Update everything from the start of the data down to the line containing "box: [9, 652, 1024, 768]" by replacing "clicks" with "points". Keep the rest unchanged.
------------------------------------------------------------
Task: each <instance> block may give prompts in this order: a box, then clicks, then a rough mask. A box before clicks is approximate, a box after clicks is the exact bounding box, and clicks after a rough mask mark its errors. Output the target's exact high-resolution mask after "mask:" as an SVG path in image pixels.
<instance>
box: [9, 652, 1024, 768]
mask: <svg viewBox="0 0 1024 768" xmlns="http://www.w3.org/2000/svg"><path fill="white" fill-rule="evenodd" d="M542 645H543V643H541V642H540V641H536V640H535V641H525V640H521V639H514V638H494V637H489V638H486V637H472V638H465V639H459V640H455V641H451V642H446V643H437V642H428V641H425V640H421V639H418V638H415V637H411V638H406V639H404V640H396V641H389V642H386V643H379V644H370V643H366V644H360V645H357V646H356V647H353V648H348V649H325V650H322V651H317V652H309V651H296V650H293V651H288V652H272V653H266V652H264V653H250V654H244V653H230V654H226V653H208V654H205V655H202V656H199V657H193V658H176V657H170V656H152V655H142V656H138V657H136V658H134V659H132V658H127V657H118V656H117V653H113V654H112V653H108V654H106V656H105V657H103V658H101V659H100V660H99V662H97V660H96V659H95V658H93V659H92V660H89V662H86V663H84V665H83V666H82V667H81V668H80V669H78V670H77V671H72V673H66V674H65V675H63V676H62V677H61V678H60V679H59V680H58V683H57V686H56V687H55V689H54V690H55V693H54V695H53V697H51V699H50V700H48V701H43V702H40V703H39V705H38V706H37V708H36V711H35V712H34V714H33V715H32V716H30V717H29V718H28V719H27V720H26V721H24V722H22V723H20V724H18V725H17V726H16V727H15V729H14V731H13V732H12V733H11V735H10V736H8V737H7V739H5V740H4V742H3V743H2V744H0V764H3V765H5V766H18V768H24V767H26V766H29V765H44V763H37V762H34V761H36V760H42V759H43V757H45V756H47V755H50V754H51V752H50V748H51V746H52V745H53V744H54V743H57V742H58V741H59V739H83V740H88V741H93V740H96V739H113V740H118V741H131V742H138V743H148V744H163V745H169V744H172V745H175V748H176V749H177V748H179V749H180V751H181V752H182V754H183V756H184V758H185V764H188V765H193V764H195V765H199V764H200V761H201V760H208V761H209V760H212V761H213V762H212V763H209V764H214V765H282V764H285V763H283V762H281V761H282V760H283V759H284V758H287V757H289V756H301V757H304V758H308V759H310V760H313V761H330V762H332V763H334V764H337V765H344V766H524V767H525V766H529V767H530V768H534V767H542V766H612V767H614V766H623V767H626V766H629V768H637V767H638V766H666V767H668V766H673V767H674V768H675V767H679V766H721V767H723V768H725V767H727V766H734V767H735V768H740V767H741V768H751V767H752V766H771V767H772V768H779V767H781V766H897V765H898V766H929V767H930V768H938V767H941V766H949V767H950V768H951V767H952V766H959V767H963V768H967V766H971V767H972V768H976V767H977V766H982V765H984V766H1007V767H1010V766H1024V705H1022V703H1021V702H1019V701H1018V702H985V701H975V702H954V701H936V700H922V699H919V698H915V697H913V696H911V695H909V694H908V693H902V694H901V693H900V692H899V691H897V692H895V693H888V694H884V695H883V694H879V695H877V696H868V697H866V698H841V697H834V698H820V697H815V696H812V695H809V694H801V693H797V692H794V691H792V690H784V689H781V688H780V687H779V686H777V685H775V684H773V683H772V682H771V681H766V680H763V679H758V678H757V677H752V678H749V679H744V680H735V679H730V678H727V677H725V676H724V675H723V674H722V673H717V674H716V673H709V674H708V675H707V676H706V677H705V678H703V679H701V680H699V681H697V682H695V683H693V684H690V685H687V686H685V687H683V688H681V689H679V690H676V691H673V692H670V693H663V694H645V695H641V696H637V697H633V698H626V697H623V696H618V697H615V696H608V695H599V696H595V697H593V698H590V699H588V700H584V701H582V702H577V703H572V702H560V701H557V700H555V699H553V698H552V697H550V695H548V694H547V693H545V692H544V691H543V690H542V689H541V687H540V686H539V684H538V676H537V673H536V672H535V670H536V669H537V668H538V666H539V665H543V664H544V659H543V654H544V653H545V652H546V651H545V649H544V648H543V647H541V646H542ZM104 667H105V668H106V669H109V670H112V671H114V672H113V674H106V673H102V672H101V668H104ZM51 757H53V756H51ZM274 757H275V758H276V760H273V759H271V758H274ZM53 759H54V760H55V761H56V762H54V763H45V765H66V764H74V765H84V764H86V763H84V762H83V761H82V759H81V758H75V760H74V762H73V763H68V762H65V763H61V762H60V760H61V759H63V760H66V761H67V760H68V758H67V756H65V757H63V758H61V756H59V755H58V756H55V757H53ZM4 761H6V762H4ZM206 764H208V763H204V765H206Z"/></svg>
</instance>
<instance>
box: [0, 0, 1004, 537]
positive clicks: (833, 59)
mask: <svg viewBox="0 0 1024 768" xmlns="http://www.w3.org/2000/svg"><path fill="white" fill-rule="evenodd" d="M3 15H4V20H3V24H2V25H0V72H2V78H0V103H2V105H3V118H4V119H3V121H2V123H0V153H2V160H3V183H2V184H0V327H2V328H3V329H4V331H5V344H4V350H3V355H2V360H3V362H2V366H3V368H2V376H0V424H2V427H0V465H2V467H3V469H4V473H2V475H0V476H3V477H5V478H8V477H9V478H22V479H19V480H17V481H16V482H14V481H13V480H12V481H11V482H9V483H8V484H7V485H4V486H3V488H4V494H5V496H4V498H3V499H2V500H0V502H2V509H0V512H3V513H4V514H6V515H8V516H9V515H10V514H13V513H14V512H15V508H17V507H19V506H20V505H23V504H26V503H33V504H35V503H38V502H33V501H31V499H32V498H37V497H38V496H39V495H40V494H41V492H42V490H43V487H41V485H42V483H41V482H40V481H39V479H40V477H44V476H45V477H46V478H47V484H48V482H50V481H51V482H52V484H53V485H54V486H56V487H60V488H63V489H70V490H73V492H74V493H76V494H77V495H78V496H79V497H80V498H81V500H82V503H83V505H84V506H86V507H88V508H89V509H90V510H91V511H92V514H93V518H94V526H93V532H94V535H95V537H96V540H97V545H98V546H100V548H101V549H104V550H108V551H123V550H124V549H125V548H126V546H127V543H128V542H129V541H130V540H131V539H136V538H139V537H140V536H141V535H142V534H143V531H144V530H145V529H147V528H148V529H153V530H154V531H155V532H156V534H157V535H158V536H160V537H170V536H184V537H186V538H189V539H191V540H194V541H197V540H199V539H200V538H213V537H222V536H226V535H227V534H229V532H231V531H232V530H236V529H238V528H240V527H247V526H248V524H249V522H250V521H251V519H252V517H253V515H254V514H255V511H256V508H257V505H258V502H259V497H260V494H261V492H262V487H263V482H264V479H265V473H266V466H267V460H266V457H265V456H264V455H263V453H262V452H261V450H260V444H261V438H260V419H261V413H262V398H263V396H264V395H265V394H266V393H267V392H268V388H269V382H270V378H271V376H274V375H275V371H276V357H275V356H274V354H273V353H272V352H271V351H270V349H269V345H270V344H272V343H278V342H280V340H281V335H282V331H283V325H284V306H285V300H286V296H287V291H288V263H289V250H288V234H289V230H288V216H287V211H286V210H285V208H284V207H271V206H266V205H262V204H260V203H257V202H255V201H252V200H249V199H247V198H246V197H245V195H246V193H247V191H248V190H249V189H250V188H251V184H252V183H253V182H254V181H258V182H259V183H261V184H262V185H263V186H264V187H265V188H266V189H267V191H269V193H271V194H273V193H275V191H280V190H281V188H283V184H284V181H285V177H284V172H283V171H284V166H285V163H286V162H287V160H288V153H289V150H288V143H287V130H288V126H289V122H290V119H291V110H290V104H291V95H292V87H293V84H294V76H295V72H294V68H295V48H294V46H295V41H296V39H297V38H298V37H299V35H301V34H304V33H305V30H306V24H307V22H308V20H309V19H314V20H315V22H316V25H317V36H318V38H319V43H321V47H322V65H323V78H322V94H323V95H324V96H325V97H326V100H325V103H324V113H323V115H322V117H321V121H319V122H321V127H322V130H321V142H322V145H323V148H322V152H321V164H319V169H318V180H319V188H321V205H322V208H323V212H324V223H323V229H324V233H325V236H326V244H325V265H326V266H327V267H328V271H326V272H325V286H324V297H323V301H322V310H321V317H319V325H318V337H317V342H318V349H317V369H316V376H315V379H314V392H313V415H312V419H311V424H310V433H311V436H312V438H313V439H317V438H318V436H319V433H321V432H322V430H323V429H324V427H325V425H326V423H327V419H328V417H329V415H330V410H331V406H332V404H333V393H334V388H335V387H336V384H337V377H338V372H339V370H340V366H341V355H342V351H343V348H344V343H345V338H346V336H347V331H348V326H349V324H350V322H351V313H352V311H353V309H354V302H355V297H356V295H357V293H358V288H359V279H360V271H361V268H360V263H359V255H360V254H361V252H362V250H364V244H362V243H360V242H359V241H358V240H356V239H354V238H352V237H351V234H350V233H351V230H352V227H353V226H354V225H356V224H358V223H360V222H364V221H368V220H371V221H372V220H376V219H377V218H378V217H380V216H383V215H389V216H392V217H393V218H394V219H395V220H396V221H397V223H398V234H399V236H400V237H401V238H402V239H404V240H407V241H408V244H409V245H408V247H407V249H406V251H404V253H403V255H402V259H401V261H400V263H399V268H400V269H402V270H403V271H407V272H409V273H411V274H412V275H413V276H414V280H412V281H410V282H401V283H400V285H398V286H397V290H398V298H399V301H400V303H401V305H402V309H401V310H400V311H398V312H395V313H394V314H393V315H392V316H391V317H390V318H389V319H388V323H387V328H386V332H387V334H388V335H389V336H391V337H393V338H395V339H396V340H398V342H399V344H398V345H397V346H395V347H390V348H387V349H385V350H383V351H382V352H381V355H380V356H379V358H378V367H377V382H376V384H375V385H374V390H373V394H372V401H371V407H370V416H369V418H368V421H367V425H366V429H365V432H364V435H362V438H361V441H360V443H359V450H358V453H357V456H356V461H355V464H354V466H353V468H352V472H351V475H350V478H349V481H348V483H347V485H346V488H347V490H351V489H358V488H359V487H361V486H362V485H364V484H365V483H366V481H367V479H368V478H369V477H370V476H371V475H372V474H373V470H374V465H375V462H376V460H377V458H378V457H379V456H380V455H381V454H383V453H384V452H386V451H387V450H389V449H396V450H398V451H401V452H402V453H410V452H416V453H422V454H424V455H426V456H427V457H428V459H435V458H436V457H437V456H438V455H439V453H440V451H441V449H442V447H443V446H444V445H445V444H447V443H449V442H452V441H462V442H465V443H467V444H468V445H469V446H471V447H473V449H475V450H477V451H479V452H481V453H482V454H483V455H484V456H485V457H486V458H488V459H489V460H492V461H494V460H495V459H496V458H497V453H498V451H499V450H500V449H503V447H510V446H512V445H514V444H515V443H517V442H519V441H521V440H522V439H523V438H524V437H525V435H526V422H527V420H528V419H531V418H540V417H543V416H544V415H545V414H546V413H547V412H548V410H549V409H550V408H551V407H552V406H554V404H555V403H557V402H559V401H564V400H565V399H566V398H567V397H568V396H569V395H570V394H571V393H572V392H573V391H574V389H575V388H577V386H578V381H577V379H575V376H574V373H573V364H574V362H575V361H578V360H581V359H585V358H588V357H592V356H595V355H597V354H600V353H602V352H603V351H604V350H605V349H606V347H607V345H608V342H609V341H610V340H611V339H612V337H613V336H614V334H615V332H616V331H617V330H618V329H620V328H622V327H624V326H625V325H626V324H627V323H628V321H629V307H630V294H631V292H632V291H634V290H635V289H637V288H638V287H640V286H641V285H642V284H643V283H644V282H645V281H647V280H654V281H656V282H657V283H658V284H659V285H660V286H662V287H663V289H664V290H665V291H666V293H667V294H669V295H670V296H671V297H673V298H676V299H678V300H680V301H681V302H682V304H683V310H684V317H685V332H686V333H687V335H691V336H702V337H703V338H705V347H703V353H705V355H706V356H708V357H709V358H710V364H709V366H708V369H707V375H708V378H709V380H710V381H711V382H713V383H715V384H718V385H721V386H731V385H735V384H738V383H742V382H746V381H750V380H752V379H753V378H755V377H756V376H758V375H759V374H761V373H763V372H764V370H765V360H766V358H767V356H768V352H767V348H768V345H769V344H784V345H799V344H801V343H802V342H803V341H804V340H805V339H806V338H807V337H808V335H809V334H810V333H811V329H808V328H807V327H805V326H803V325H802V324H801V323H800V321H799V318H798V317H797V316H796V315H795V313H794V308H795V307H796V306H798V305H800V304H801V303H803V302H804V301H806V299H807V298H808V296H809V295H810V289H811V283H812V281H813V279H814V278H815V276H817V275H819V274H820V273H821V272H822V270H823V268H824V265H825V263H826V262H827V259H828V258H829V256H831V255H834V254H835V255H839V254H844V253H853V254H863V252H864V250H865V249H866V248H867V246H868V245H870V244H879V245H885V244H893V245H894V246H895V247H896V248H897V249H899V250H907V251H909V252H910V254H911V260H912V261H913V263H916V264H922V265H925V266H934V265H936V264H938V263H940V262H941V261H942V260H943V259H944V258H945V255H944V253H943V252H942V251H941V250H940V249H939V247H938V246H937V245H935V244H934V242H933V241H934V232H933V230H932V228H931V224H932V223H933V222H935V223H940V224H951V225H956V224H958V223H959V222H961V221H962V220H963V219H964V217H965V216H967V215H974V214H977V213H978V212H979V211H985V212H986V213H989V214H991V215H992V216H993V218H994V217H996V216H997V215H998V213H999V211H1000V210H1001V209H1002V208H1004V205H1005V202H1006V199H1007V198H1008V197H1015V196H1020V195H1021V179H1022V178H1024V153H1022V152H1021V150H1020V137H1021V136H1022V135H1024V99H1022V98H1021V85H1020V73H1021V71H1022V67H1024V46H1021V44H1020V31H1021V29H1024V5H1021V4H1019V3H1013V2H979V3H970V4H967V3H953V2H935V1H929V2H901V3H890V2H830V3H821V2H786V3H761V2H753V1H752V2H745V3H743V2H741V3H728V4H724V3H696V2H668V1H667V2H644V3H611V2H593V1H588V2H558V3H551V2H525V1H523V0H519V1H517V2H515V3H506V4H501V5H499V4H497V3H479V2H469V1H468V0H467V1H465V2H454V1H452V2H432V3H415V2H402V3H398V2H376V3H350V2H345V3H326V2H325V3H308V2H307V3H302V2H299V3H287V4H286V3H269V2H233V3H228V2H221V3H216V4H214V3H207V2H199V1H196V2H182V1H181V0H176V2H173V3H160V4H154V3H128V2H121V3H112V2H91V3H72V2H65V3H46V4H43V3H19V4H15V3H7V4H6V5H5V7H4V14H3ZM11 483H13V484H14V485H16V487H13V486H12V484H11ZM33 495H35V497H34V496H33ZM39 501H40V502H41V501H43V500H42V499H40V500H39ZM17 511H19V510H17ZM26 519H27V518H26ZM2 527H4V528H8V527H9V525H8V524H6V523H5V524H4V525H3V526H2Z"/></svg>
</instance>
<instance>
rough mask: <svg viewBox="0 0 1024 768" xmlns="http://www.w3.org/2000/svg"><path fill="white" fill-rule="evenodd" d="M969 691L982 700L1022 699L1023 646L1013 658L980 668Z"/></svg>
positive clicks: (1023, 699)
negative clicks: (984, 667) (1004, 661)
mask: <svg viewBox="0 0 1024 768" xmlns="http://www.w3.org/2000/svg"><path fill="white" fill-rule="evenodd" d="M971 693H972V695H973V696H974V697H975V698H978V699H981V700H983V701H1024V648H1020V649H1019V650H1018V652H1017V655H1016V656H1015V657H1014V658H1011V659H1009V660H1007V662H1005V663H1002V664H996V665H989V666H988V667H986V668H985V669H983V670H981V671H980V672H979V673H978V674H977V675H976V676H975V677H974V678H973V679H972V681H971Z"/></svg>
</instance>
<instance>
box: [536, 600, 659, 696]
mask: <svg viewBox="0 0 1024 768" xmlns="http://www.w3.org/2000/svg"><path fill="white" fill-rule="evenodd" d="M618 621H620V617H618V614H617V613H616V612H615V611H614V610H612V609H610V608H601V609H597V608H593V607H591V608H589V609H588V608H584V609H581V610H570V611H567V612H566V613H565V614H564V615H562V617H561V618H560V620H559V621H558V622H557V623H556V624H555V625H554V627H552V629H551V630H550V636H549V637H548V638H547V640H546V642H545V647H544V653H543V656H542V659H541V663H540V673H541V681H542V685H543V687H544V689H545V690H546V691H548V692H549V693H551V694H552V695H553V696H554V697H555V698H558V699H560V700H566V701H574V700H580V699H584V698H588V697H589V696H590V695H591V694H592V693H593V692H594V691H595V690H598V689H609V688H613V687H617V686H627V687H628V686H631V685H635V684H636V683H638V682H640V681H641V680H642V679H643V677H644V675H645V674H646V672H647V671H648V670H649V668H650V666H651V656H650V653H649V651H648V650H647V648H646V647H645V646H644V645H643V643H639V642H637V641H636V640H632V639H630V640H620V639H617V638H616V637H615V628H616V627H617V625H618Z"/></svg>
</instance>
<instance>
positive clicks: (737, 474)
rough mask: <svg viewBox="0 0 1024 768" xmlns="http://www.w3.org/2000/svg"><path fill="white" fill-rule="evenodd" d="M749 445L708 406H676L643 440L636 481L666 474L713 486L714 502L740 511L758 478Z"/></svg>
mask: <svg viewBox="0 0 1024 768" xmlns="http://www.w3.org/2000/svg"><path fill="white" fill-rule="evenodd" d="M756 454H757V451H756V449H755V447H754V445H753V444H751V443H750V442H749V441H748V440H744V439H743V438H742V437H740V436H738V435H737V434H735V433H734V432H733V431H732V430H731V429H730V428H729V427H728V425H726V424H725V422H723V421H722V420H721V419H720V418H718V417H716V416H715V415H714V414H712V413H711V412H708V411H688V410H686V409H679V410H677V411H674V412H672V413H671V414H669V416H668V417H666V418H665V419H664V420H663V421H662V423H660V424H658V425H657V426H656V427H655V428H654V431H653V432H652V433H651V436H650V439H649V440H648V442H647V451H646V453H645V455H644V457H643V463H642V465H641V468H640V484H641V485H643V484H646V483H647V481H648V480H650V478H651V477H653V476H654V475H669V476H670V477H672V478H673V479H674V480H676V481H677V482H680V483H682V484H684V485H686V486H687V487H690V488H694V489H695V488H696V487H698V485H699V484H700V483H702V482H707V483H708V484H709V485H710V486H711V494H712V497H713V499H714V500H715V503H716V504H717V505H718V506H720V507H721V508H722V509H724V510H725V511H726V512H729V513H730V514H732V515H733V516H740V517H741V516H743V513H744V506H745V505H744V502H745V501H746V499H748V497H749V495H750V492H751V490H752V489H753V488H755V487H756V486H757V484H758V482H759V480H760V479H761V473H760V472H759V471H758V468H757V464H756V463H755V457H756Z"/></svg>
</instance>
------------------------------------------------------------
_EXERCISE ANSWER_
Task: each <instance> block may give prompts in this order: a box, then points, then a rough mask. A box before points is approximate, a box after points is the exact bounding box, and points after a rough mask mark its errors. Output the target's exact high-resolution mask after "mask:" as an SVG path in image pixels.
<instance>
box: [9, 652, 1024, 768]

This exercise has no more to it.